本文 ::
****
心の底から業平を理解し、業平のために動けるいい娘なの。

 

「私は同盟相手が間違えた道に進もうとしたら、止める義務がある。私はグレ君が友達を失うことを見過ごさない。ここで逃げたらグレ君が絶対に後悔する」

 ずっと、高鷲えんじゅという女子は虚勢を張って生きてると思っていた。

 勝気な表情も、口が悪いのも、全部が全部、ポーズだと思っていた。

 そうじゃなかった。そんなのは全部高鷲の意志の強さが作ったものなんだ。

「私はグレ君が友達を作れるように努力してきた。カラオケボックスではひどい目に遭わせたけど、どうにか菖蒲池さんが見つかったじゃない。グレ君も私のためにあれこれ考えてたわよね。そこにウソはなかった、だったら、同盟は破られてない!」

 負けた。これじゃ、逃げられない。目の前の高鷲から逃げられない。
****
演習素材 ::
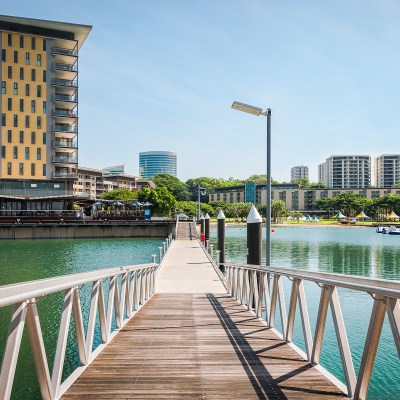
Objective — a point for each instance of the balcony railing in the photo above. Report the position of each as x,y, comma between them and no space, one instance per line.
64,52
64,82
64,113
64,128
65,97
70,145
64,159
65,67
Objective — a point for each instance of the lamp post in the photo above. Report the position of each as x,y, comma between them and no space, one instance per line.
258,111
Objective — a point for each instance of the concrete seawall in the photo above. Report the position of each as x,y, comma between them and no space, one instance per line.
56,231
****
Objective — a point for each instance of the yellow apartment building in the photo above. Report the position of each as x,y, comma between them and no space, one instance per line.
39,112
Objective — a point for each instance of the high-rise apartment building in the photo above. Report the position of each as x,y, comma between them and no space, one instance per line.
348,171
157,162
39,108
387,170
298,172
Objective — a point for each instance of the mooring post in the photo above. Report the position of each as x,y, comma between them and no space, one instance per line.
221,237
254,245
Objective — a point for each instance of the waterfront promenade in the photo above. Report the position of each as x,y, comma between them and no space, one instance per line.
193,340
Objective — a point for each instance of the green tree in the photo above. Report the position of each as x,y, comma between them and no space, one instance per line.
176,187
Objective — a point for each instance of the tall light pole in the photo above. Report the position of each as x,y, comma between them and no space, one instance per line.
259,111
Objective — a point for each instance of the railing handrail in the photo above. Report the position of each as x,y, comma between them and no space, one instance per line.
****
課題 ::
**a)** 記録の中から「balcony」という語を含む行をすべて集め、一行ずつ書き写してください。
**b)** 高鷲えんじゅが同盟について語る場面の本文を、最後の文の続きから書き進めてください。
本文と記録は互いに関係がありません。

解答 ::
**a)**
Objective — a point for each instance of the balcony railing in the photo above. Report the position of each as x,y, comma between them and no space, one instance per line.

**b)**
「同盟相手として言うわ。グレ君は彼女と向い合いなさい。戦いなさい。異能力のせいにするのを今回だけはやめなさい。それで傷ついてみればいいのよ。もしかしたら、傷つかずにすむかもしれないし、それでボロボロになったのだったら――」

 ようやく俺の指を離し、元の位置に戻って振り返ると――

 高鷲は自分の胸に手を当てて笑った。高鷲にしては少し爽やかすぎた。

「私のところに戻ってくれば? 単純なグレ君の気持ちぐらい全部わかるから」

 

こういう対等な関係って素敵!

遠慮せず互いにぶつかり合えるからこそ、見てて清々しいわ。

 

 

*1:下襟の一種。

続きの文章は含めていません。